(Stored data entries)
=======

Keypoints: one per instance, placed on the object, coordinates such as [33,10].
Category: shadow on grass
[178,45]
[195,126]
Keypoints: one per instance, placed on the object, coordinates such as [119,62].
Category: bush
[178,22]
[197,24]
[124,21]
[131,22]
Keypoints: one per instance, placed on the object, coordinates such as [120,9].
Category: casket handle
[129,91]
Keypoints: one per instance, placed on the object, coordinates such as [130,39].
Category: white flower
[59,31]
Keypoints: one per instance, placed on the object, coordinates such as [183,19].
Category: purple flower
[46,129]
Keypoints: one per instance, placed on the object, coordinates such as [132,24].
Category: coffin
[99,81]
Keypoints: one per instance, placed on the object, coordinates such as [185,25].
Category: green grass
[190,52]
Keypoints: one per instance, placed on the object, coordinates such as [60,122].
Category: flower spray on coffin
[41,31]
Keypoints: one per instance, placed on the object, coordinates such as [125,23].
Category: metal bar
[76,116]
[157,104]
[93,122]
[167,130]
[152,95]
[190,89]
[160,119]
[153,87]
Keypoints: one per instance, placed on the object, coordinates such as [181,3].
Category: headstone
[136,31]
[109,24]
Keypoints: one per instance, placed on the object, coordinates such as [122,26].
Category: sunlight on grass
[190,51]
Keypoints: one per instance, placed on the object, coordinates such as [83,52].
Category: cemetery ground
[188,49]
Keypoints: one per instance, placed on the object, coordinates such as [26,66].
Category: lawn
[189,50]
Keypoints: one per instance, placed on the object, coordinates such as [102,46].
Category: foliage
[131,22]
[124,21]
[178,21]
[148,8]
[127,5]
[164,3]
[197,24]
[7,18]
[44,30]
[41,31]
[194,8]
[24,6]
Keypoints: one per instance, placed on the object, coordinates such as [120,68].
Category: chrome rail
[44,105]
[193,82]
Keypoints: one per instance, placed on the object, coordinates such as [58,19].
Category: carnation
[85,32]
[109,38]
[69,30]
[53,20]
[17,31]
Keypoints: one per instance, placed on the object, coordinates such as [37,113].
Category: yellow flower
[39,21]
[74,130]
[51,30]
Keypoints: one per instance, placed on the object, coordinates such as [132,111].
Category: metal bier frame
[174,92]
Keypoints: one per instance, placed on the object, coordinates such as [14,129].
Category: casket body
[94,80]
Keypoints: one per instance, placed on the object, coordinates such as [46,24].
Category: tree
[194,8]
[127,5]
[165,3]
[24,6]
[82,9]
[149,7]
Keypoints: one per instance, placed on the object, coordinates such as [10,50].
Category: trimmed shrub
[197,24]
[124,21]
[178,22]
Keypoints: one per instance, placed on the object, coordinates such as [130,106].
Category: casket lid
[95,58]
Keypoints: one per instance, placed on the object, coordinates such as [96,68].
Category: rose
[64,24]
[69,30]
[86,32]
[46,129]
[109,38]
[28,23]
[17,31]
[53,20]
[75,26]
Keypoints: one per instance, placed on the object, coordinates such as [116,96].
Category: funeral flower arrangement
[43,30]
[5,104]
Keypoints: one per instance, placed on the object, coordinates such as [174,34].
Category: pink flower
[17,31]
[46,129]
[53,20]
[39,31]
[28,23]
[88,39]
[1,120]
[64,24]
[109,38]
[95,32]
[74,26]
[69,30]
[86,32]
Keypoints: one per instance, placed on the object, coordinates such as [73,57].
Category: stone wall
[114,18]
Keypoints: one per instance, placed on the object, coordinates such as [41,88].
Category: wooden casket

=======

- _WHAT THIS TASK INVOLVES_
Retype every entry above, word for word.

- _WRITTEN RESPONSE_
Keypoints: one per instance, placed on the object, coordinates such as [33,10].
Category: shadow on grass
[178,45]
[195,126]
Keypoints: one per instance, placed on the object, coordinates such as [119,62].
Category: bush
[178,22]
[197,24]
[124,21]
[131,22]
Keypoints: one per instance, placed on the object, coordinates such as [120,9].
Category: casket handle
[129,91]
Keypoints: one per instance, placed on the object, coordinates such as [130,39].
Category: white flower
[59,31]
Keypoints: one per instance, placed on the object, coordinates such as [183,19].
Category: purple flower
[46,129]
Keypoints: one per instance, placed on the object, coordinates such as [132,24].
Category: coffin
[99,81]
Keypoints: one per instance, placed on the object, coordinates such as [185,25].
Category: green grass
[190,52]
Keypoints: one per instance, placed on the object, coordinates such as [60,122].
Category: flower spray on coffin
[41,31]
Keypoints: one per instance, placed on the object, coordinates such as [125,23].
Category: metal bar
[76,116]
[157,104]
[93,122]
[167,130]
[152,95]
[190,89]
[160,119]
[153,87]
Keypoints: one per instance, placed on the object, coordinates such as [181,3].
Category: headstone
[136,31]
[109,24]
Keypoints: one per instance, placed on the object, coordinates such as [122,26].
Category: sunlight on grass
[190,51]
Keypoints: one per instance, placed on the object, coordinates such as [83,52].
Category: cemetery ground
[188,49]
Keypoints: one per instance, placed on the object, coordinates such as [26,66].
Category: lawn
[189,50]
Keypoints: one per instance, placed on the object, coordinates such as [102,46].
Category: foliage
[131,22]
[124,21]
[178,21]
[148,8]
[127,5]
[164,3]
[197,24]
[7,18]
[44,30]
[41,31]
[194,8]
[24,6]
Keypoints: one per instance, placed on the object, coordinates such as [120,68].
Category: chrome rail
[44,105]
[193,82]
Keypoints: one per instance, placed on the object, coordinates such as [58,19].
Category: carnation
[85,32]
[109,38]
[69,30]
[53,20]
[17,31]
Keypoints: one per instance, placed on the object, coordinates such as [37,113].
Category: yellow flower
[39,21]
[74,130]
[51,30]
Keypoints: one per instance, placed on the object, coordinates such as [132,111].
Category: metal bier frame
[174,92]
Keypoints: one per instance, placed on the object, coordinates such as [14,129].
Category: casket body
[94,80]
Keypoints: one per instance, placed on the object, coordinates such as [46,24].
Category: tree
[194,8]
[127,5]
[165,3]
[24,6]
[82,9]
[149,7]
Keypoints: one per instance, placed on the object, coordinates such as [10,50].
Category: trimmed shrub
[197,24]
[124,21]
[178,22]
Keypoints: one per instance, placed on the object, coordinates such as [130,106].
Category: casket lid
[95,58]
Keypoints: one per instance, placed on the object, coordinates such as [96,68].
Category: rose
[64,24]
[69,30]
[86,32]
[46,129]
[109,38]
[28,23]
[17,31]
[53,20]
[75,26]
Keypoints: one per instance, placed on the object, coordinates such as [116,96].
Category: funeral flower arrangement
[43,30]
[5,104]
Keypoints: one per instance, placed on the object, coordinates such as [174,34].
Category: pink flower
[17,31]
[46,129]
[53,20]
[39,31]
[28,23]
[88,39]
[1,120]
[64,24]
[109,38]
[95,32]
[74,26]
[69,30]
[86,32]
Keypoints: one per instance, placed on the object, coordinates such as [73,57].
Category: stone wall
[114,18]
Keypoints: one per instance, placed on the object, coordinates such as [41,88].
Category: wooden casket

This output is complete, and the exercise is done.